Testo fornito →
* * * *

Ci sono stati due momenti importanti in questa scelta. Da studente universitario avevo ambizioni chirugiche, ma dopo un tirocinio in ematologia nel laboratorio della Professoressa Cristina Mecucci, ho scoperto quanto fosse affascinante capire la causa delle malattie dei nostri pazienti e quanto questo permetta di sviluppare nuove cure. Da quel momento mi sono dedicato all’ematologia e al suo studio. In seguito, durante i miei anni di specializzazione, ho conosciuto “R”, un ragazzo introverso affetto da leucemia che se ne è andato combattendo e soffrendo. Eravamo amici. Un’amicizia atipica perchè figlia della sua condizione di malato e della mia di medico che non lo mollava un istante, ma un’amicizia vera. Mi sono quindi detto che non mi sarei accontentato, che avrei dovuto fare di più.

2. Cosa significa AIRC per te?

* * * *

Dati in ingresso →
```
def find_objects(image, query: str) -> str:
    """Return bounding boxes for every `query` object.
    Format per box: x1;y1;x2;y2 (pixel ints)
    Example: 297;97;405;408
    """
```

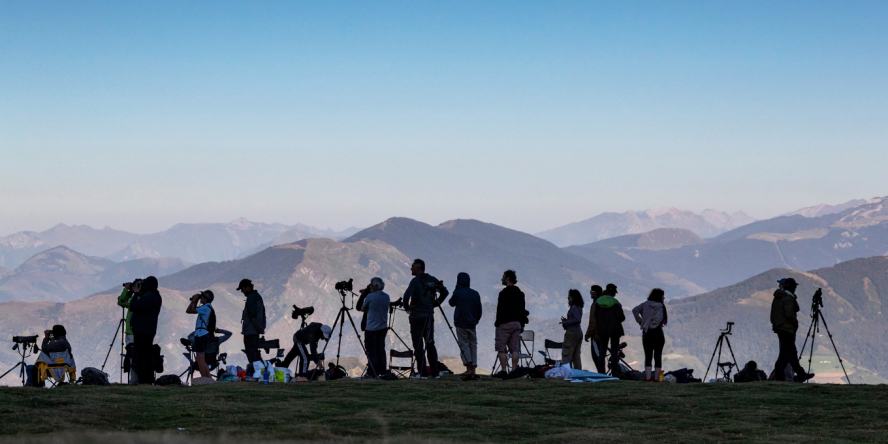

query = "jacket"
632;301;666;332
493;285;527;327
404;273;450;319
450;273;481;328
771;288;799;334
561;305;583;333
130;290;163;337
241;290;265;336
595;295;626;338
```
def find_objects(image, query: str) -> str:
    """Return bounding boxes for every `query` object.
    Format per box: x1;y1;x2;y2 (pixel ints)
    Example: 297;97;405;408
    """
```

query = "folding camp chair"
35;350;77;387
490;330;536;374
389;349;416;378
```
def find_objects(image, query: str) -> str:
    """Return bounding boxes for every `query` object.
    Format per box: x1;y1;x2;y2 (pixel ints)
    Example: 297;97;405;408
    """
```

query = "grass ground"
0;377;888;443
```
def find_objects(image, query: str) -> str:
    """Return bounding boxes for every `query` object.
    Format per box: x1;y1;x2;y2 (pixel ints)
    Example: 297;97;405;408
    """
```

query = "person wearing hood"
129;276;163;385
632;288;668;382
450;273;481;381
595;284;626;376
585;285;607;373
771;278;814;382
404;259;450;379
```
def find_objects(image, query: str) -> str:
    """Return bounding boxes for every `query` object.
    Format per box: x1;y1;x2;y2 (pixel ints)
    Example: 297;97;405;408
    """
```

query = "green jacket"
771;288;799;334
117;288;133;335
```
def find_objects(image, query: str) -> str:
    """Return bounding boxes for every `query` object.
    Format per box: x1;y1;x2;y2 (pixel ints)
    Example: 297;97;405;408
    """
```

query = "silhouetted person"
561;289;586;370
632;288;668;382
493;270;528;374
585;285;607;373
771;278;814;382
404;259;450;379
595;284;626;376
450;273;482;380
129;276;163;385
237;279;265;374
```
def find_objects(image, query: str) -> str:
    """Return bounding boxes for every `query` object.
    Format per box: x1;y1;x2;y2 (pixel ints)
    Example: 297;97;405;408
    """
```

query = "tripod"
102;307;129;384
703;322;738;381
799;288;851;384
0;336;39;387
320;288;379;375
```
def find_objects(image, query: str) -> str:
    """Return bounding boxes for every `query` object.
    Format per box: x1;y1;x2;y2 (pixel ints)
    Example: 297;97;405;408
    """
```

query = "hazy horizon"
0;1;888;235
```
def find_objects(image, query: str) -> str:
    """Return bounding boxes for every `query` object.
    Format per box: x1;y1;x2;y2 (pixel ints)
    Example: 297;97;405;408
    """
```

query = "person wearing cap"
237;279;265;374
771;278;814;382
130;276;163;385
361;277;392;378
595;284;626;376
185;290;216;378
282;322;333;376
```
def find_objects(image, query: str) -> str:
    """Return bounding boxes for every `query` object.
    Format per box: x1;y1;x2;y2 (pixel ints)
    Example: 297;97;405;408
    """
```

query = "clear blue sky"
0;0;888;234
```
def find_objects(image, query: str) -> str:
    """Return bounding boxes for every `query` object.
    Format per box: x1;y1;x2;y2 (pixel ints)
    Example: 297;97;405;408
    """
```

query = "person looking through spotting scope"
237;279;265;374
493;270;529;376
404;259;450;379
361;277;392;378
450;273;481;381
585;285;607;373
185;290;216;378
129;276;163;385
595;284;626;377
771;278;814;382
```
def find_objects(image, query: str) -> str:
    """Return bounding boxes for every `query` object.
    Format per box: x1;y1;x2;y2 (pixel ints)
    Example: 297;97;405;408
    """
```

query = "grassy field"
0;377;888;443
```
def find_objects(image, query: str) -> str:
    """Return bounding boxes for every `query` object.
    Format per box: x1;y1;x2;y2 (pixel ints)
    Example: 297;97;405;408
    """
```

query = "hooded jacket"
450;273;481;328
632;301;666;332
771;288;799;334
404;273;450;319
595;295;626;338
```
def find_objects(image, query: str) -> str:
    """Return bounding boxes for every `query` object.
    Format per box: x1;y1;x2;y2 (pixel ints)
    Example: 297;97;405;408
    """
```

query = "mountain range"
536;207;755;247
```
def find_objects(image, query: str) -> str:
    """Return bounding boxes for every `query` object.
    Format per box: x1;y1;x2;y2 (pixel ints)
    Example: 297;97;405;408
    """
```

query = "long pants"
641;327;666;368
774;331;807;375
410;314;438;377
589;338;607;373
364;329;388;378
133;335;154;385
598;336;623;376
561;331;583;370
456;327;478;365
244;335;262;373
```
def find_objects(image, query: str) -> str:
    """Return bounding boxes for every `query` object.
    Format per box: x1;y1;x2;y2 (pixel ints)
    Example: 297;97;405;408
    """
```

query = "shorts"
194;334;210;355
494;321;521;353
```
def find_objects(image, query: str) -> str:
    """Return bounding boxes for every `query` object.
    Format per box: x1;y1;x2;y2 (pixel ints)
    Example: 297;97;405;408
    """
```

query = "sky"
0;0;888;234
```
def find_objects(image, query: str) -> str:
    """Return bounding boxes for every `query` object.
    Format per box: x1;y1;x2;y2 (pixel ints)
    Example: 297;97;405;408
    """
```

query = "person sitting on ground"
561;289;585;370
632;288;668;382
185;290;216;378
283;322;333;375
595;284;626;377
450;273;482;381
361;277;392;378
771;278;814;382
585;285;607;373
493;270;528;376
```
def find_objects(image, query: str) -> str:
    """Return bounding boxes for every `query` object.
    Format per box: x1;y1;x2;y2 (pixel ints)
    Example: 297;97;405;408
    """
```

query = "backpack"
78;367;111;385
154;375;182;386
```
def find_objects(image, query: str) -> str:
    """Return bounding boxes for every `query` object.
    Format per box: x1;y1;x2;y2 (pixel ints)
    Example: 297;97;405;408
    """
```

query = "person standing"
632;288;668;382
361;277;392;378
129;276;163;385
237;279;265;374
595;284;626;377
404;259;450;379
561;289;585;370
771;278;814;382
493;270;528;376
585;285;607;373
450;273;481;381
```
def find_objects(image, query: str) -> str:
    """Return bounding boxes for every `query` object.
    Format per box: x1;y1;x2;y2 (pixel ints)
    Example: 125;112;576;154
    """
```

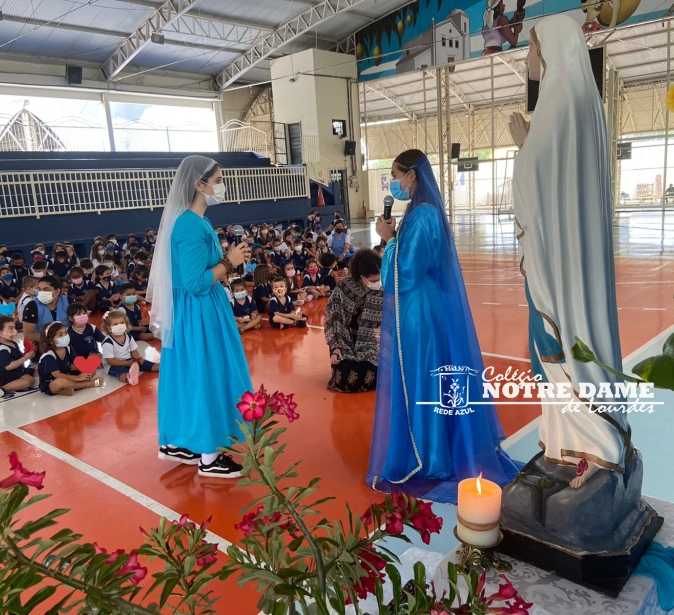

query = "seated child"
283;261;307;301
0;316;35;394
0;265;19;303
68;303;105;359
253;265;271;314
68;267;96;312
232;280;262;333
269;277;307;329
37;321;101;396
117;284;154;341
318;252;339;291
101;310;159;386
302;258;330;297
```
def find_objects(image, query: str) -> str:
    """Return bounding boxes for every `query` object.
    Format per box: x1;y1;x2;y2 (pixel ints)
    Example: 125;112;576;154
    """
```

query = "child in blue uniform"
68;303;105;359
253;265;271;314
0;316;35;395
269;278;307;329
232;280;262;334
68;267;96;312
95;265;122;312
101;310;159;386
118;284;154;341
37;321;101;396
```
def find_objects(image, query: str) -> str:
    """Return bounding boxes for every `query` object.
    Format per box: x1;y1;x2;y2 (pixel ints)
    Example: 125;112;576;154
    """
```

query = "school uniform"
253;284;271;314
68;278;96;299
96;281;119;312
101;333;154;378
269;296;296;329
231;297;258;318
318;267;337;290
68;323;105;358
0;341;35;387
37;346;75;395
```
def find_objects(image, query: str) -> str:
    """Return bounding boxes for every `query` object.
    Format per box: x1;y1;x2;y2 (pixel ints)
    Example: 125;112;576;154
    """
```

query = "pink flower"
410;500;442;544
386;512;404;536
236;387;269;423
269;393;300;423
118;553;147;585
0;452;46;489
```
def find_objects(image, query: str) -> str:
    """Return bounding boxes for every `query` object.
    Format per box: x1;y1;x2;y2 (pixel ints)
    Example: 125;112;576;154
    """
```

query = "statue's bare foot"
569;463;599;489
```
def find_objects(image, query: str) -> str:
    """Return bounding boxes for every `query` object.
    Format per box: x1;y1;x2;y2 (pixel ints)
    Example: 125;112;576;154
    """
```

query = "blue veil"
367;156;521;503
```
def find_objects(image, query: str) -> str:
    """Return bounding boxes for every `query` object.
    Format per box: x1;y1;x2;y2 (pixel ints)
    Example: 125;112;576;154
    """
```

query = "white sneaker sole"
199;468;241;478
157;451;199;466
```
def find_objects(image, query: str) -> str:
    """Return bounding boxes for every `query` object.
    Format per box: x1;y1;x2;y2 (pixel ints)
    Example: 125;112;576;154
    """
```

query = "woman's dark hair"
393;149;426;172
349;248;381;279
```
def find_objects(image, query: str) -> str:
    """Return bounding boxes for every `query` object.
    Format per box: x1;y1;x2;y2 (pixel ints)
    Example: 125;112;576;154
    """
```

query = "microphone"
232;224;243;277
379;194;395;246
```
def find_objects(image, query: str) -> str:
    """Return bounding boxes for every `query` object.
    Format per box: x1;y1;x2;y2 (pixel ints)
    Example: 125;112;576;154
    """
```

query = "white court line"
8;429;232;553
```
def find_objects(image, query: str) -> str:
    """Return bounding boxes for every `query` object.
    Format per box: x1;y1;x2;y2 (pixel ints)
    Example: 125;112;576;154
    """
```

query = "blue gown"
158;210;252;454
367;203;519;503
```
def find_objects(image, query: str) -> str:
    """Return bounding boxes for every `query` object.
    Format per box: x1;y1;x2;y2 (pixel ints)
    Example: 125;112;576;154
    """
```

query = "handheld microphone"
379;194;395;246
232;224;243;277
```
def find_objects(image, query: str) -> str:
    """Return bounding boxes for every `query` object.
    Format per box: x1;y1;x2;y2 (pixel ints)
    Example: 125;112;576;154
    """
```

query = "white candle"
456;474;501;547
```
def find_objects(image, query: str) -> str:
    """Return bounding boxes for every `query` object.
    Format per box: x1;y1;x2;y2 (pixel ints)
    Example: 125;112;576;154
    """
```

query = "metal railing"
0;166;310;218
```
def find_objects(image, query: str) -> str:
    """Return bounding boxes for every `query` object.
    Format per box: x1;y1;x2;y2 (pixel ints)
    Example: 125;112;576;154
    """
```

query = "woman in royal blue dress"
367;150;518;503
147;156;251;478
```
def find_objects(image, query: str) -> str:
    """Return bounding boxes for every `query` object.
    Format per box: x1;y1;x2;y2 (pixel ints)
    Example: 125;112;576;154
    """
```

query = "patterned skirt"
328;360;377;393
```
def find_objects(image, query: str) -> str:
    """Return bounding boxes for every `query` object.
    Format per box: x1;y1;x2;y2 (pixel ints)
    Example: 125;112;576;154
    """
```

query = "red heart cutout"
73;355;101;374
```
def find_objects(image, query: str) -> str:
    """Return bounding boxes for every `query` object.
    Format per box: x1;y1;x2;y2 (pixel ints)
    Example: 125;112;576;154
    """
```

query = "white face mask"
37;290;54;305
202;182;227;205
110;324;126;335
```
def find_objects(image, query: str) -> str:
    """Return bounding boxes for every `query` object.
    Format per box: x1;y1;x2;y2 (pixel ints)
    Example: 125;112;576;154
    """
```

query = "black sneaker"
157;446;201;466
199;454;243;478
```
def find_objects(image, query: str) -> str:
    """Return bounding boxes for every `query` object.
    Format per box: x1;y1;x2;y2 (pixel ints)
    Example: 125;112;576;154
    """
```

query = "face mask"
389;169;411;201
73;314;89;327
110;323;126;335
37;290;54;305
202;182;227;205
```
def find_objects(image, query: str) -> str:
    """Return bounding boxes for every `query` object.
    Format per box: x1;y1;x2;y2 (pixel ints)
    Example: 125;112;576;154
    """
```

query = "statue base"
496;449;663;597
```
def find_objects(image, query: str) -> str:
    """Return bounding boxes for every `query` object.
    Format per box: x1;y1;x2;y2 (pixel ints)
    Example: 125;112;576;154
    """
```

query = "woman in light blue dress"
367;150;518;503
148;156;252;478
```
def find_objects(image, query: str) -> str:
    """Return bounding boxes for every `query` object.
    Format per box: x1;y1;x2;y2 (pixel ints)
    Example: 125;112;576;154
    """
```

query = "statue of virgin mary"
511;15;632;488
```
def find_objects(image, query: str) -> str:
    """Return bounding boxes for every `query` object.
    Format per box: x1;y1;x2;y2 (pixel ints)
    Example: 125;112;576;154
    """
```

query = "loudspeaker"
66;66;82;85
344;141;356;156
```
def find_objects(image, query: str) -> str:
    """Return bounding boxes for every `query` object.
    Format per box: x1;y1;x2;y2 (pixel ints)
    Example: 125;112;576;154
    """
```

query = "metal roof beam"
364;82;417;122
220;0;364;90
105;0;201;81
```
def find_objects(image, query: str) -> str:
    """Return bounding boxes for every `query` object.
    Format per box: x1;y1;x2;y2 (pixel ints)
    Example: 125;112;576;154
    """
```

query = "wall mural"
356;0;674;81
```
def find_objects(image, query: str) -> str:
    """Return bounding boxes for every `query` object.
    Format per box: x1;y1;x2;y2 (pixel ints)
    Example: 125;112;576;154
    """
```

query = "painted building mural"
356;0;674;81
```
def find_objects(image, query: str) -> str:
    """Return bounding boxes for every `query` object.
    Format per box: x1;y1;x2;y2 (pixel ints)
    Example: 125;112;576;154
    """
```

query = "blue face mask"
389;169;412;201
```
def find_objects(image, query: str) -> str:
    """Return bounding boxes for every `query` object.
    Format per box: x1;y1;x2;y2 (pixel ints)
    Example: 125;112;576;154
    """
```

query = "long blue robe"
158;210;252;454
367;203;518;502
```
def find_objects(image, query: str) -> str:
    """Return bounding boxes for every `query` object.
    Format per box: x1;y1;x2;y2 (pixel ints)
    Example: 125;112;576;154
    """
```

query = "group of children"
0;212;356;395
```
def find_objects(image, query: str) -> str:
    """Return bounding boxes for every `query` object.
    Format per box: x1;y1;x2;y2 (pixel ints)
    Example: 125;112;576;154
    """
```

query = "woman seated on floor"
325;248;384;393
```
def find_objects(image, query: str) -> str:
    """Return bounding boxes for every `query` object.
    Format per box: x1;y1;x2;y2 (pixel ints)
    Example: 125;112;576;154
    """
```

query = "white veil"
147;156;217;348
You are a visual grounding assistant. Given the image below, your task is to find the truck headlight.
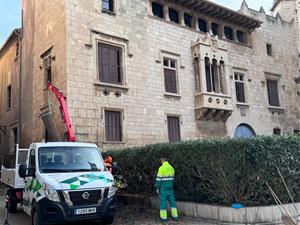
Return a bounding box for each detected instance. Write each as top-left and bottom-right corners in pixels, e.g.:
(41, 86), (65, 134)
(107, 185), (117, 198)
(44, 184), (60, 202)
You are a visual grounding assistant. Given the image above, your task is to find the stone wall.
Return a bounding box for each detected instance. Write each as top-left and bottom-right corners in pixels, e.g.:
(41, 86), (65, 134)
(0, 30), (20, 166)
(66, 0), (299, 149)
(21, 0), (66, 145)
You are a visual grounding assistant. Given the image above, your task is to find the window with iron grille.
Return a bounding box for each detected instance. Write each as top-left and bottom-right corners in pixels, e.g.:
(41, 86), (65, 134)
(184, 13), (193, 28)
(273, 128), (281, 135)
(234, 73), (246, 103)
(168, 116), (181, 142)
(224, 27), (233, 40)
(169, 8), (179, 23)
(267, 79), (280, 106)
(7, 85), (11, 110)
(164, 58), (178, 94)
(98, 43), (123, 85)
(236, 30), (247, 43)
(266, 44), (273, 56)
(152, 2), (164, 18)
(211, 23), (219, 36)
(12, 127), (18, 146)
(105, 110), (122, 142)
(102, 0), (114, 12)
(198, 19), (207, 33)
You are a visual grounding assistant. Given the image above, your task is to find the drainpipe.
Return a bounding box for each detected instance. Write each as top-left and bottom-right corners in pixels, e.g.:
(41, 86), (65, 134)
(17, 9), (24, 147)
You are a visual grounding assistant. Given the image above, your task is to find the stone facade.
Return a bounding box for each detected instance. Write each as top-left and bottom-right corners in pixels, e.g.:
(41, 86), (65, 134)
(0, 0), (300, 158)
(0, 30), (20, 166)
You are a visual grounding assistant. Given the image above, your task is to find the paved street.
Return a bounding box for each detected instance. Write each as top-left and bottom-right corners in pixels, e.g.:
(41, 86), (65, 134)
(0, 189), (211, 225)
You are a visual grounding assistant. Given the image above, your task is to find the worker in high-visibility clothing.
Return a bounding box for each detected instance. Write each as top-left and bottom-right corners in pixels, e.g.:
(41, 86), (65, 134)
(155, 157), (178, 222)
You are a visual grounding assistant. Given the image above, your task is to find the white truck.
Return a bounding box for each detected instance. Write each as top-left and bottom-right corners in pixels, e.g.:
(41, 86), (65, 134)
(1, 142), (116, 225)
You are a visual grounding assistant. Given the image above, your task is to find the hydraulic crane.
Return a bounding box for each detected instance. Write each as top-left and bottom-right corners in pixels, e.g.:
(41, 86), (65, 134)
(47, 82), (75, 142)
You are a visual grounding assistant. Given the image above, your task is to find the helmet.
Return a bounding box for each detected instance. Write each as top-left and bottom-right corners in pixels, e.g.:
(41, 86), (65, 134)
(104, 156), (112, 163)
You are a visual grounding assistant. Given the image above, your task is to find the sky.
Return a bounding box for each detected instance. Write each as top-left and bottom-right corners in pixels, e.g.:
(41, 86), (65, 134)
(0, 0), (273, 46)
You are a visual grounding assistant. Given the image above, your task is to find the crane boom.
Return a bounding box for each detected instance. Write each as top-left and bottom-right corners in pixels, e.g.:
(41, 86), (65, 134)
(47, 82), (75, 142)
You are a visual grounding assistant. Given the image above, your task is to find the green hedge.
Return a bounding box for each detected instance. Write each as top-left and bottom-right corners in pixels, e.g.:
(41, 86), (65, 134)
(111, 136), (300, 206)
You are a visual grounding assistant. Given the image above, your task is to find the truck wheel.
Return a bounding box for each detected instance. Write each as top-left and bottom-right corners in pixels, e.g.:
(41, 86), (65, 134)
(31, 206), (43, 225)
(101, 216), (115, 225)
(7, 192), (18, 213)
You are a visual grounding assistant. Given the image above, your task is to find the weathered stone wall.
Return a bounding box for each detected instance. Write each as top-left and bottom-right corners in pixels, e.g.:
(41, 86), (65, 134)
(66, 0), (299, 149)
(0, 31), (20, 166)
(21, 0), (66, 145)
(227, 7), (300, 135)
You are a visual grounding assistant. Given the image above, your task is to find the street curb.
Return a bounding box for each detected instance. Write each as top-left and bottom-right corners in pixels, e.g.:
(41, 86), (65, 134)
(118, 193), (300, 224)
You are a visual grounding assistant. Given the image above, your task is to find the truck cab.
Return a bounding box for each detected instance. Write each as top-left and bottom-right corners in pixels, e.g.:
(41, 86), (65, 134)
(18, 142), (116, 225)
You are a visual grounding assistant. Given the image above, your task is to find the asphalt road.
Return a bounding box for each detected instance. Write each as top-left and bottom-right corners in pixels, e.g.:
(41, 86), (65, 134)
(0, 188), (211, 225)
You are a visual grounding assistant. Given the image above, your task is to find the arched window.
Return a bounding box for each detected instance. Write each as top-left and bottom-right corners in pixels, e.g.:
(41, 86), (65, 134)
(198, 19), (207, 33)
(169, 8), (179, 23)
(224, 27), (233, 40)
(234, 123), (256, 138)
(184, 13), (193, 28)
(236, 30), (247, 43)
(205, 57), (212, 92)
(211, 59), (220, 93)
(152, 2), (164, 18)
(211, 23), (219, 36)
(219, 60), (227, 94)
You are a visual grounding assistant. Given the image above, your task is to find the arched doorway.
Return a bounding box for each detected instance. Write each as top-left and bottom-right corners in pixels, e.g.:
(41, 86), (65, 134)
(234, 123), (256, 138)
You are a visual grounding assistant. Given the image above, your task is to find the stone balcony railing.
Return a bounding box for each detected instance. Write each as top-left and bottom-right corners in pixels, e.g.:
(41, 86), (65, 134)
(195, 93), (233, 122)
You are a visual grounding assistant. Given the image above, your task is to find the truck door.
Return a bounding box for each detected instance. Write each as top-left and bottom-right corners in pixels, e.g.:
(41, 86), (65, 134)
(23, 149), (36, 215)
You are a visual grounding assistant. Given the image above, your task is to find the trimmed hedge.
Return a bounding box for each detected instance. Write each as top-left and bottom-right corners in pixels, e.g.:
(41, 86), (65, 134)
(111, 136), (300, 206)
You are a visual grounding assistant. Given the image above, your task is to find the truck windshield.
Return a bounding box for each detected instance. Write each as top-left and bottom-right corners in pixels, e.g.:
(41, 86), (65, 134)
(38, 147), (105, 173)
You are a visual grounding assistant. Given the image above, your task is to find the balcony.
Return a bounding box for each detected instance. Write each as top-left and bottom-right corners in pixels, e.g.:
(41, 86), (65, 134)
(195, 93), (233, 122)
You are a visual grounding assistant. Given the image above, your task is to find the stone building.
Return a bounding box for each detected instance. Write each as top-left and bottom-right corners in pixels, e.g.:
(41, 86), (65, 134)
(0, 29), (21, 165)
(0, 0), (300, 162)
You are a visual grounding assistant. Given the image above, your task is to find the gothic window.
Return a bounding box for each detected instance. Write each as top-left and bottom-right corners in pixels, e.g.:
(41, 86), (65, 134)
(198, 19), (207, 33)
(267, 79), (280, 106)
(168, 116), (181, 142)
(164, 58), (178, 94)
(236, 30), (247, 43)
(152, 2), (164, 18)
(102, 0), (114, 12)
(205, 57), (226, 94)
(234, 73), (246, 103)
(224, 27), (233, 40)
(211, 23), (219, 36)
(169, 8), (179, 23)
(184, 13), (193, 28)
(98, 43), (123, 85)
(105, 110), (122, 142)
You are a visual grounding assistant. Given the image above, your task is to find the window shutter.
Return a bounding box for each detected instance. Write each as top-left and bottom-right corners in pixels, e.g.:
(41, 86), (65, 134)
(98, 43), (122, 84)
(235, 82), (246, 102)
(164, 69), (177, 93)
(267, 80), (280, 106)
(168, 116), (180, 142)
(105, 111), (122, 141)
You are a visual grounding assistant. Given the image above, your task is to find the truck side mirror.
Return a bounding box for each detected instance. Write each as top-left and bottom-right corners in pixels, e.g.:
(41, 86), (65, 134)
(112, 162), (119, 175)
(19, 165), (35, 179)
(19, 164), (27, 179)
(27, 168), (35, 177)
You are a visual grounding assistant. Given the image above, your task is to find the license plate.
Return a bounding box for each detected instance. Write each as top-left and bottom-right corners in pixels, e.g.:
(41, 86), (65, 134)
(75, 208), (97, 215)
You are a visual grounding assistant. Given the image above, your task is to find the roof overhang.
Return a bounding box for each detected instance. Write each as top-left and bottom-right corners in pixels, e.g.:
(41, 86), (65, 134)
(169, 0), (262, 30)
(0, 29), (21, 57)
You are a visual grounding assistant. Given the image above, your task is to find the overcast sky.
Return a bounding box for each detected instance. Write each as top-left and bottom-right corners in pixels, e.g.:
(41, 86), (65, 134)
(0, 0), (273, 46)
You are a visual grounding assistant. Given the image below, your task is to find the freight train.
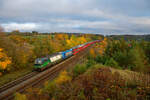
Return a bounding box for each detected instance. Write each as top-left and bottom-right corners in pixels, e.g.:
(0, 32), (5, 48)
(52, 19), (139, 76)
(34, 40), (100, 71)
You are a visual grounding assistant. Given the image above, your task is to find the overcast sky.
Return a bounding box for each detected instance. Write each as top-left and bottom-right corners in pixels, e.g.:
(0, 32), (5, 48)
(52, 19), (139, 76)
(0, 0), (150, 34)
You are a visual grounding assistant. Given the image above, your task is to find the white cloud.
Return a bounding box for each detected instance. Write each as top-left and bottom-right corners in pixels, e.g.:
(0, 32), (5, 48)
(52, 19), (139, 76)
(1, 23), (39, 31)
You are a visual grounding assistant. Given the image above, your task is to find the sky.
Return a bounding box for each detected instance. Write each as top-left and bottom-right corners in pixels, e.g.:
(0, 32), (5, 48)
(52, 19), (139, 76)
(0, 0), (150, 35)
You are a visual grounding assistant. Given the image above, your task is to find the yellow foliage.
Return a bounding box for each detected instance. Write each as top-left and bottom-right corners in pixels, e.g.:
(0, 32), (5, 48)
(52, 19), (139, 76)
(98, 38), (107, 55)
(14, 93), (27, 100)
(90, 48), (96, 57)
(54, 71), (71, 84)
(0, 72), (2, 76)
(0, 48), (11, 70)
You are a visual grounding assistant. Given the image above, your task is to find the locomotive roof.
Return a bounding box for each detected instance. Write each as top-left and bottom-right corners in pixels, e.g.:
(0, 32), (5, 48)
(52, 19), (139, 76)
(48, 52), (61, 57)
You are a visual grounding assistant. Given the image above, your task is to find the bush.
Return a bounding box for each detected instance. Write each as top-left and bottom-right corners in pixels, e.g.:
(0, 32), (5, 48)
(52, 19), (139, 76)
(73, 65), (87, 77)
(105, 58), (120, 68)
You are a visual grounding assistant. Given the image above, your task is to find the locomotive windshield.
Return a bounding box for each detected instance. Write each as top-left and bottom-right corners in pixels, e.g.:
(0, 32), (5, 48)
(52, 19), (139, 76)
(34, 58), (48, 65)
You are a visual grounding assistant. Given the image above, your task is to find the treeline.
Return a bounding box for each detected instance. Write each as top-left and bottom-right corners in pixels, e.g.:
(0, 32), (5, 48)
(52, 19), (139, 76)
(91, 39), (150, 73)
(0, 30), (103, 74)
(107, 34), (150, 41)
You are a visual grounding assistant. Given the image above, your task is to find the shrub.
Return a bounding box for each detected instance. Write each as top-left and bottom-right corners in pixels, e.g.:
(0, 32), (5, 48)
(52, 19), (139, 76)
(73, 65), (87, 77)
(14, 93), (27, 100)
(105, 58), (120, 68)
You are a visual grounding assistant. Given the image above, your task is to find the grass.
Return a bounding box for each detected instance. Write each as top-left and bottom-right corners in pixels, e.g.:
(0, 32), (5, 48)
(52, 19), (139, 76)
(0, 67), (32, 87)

* * * *

Consegna →
Prosegui il testo sulla scelta di dedicarsi all'ematologia, riprendendo subito dopo l'ultima riga riportata.

Risposta scritta →
Per me AIRC significa Sostegno, Coraggio e Passione. Sostegno a noi ricercatori e ai pazienti affetti da cancro. Coraggio di fornire opportunità reali a chi promette impegno, ma non sa dove può arrivare. Passione per la ricerca, la scienza e la cura.

3. Quale è stata la più grande soddisfazione che fare il ricercatore ti ha portato nella vita?

Spero quella che verrà. Per adesso, però, è per me enorme soddisfazione aver realizzato che anche il mio impegno può essere apprezzato e può essere utile nel mondo della ricerca. Il sostegno di AIRC ne è la più grande prova.

4. Quale è stato il momento più significativo della tua esperienza alla Stanford University?

Difficile scegliere, perchè l’esperienza a Stanford è stata estremamente formativa e intensa per cui ancora oggi a volte ho una grande nostalgia. In ogni caso ne approfitto e rispondo con due momenti, uno professionale e uno che riguarda la famiglia. Quello professionale è stato il mio ultimo seminario di laboratorio dove ho capito che avevo prodotto lavori importanti, ma dove ho anche capito che avevo imparato molto. Quello familiare è stato condividere con mia moglie Sabrina l’arrivo dei nostri due fantastici piccoli Leonardo Emanuele e Lavinia Rosa.

5. Cosa hai portato in Italia di questo periodo vissuto all’estero?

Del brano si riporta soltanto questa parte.